(begin)

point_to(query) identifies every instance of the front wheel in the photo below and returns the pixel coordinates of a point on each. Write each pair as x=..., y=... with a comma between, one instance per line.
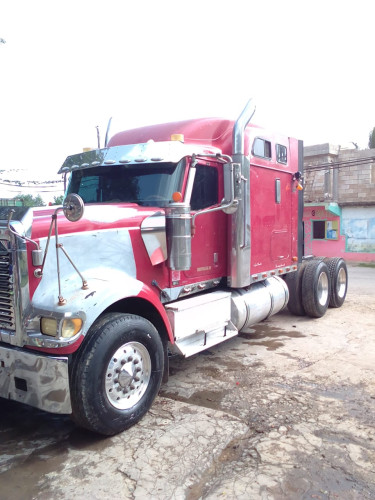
x=117, y=373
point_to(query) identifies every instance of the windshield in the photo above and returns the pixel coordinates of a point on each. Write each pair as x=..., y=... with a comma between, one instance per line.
x=146, y=184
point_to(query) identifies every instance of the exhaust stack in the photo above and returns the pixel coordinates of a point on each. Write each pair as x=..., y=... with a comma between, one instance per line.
x=239, y=225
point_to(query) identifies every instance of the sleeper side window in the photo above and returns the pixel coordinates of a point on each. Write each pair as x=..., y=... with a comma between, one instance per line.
x=205, y=189
x=281, y=154
x=262, y=148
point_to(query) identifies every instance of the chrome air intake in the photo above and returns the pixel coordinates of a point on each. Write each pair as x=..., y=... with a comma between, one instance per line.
x=178, y=224
x=7, y=320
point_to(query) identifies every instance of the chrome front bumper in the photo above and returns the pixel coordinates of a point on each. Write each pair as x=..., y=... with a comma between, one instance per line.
x=37, y=380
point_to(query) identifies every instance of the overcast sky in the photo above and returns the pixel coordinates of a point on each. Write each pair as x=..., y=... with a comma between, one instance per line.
x=67, y=66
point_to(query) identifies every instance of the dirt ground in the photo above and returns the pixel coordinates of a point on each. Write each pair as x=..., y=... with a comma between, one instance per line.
x=284, y=411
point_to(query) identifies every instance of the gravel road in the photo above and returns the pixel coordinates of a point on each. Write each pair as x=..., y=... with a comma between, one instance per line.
x=284, y=411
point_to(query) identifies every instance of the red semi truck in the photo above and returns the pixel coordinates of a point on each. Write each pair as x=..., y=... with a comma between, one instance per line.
x=171, y=239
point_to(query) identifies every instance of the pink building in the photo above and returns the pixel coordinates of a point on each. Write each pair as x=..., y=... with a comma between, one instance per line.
x=339, y=211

(end)

→ THE EXERCISE
Reproduce all of the data exactly, omitting each picture it holds.

→ RESULT
point_to(query) identifies every instance of the front wheel in the photo below and returns the pixel coordinates of a point on each. Write each pair as x=..., y=... with a comma between, one instance per line.
x=117, y=373
point_to(query) identifies every instance of the windshield in the photo above and returns the pixel coordinates of a point on each. Write each pair as x=..., y=... with a comma between, one instance per line.
x=146, y=184
point_to(query) identifies every instance of the exhaust stack in the photo above and returns the pixel coordinates of a point on each. Write each pair as x=..., y=... with a comma between, one instance per line.
x=239, y=225
point_to(query) identifies every instance of the sleeper side window in the photo above and returns the pixel coordinates of a point on each. Write each pair as x=..., y=... with a comma between, one instance per line.
x=205, y=189
x=281, y=154
x=262, y=148
point_to(query) identifies every instance of the chrome air intake in the photo above and returns the pixel coordinates of a point on each. Write each pair as x=..., y=... with a comma between, one instance per line.
x=178, y=224
x=7, y=320
point_to(query) identifies every instance of the chrome front bumper in the photo above and returns the pixel coordinates of a point on each. Write each pair as x=..., y=... with a comma between, one instance per line.
x=37, y=380
point_to(query) identifies every instance of the overcast sky in the photo above and returns the pixel coordinates of a point on each. Write each pair as x=..., y=... with a comma between, one instance per line.
x=67, y=66
point_to(query) identifies every instance of the dirt ground in the photo above and returns the pixel coordinates of a point on each. Write each pair as x=..., y=... with a comma between, one instance per line.
x=284, y=411
point_to(query) identifies every instance of the gravel road in the photo above and returns the pixel coordinates of a point on each. Write each pair as x=..., y=... with a comma between, one instance per line.
x=284, y=411
point_to(query) identifies every instance of the red semi truck in the photo above and returns the pixel coordinates of a point on each. Write each pair as x=..., y=... with a comma between, one instance per line.
x=171, y=239
point_to(query) identifies every instance of the pink building in the photo above and returns the pixel coordinates of a point on each. Write each pair as x=..., y=... with a comma between, one instance per line.
x=339, y=211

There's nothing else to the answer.